START Supplied passage
Sometimes, words are not enough.
Sometimes, words confuse, weigh down…
But sometimes, words are all we have to give. And so these words are written, knowing full well how inadequate and superficial they are. And the hope is that through the words, love is shared – presence sent – courage grows – a candle is flickers – the darkness is kicked – and daylight spills out and overflows just a little bit more.
I was 17 when I moved into the dorms at Taylor – fresh from the jungles of Peru, a little overwhelmed and confused by the United States, by the culture, by life. I was heartsick and homesick and felt desperately alone, wanting to be with people who knew me – with my family & friends – for my mom’s cancer to be healed – for death to take a step back from our lives.
There was a community of international students, missionary kids, and other fun people who lived in a home off-campus called “the Souphouse.” For that 17 year old kid, this home and these people were a lifeline. They understood me, listened, and provided a safe place for me to adjust, acclimate, and begin to process what was going on in my life. Dave and Rhys were a part of that community, and I am so thankful.
This morning, I sat at my computer, reading about their daughter Lia, who is in a hospital in Seattle. I read, and I prayed, and I wept. She is fighting for life, for freedom from pain, and her family is with her in the midst of that. This is Lia. She’s three years old.
“…we’re not seeking a cure. we’re seeking to do as little harm, and hoping to introduce something good. the goal is to maintain, to hang on and get every bit of life from these moments…
…parts of lia dwell in God’s house already, her feet are dancing, and her mouth sings with the angels. her body runs without effort, and yet she is still tied to this earth. her body is ground-heavy, weighed with the brokenness of being alive. even as i treasure her, i know that her house is being built. it’s not brick and mortar, but a floor to ceiling windowed house that opens to jungles and oceans. giraffes run freely through the rooms, leaving behind little star shaped footprints. the ocean laps against her windows, and the dolphins come to speak with her. she holds a merry court with angels, and her body is strong.when i think about it like this, the promises don’t seem so hard. it’s just a deep measure of peace surrounding we two on the couch while we wait…”
END Supplied passage
START Data under study
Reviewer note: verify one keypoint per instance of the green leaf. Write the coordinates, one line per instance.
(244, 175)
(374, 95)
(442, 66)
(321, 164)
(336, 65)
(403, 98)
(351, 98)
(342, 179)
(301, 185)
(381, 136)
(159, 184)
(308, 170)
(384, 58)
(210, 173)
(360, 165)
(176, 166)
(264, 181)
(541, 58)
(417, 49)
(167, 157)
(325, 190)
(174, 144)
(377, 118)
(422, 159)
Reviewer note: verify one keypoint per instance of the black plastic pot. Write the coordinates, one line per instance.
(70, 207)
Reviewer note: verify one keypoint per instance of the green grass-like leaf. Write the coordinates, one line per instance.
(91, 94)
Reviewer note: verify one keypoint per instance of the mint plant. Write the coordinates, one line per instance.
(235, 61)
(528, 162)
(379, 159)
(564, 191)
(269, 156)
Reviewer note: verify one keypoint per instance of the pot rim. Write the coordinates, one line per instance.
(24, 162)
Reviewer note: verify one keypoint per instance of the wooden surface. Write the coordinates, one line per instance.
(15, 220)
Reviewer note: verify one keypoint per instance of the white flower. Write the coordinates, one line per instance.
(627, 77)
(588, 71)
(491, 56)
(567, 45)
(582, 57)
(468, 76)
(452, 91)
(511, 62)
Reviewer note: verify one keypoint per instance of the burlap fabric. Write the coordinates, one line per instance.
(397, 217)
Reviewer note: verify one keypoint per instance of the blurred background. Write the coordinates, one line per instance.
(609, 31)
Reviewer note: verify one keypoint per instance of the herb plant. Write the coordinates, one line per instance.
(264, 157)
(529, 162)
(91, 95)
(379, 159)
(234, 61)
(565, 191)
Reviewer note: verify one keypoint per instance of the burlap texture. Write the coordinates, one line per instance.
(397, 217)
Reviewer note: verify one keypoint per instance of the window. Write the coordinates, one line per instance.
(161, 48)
END Data under study
## Exercise requirements
• 1. In the passage about Lia, what was the off-campus home where the international students and missionary kids lived called?
• 2. Continue the passage about Lia from its final line onward.
Nothing in the entries matters for what comes next.

## Responses to the exercise
• 1. It was called "the Souphouse."

• 2.
water in my eyes…
As I was reading, I heard Gungor playing in the background: ”
This is not the end
This is not the end of this
We will open our eyes wide, wider
This is not our last
This is not our last breath
We will open our mouths wide, wider
And you know you’ll be alright
Oh and you know you’ll be alright
This is not the end
This is not the end of us
We will shine like the stars bright, brighter
and once again, tears streamed down my face. This is our hope, and our prayer. For Lia. And for the world.
“Praise, praise!” I croak. Praise God for all that’s holy, cold, and dark… I kneel down beside him till within his depths I see a star.
Sometimes this star is still. Sometimes she dances… Within that little pool of Wear she winks at me. I wink at her. The secret that we share I cannot tell in full. But this much I will tell. What’s lost is nothing to what’s found, and all the death that ever was, set next to life, would scarcely fill a cup.
~Frederick Buechner (Godric)
As we wait, and hope, and pray, and mourn, and weep, and listen, and treasure, my mind keeps coming back to that last line.
“What’s lost is nothing to what’s found, and all the death that ever was, set next to life, would scarcely fill a cup.”
So we pray peace, and rest, and love, and ringing peals of little girl laughter to fill and overflow that hospital room, for today, and each and every day that remains… And through the tears, we wait. And through the dark, we wait. We wait for hope realized. We wait for all things new. We wait for Easter. We wait for You. We wait… Be near us in the waiting.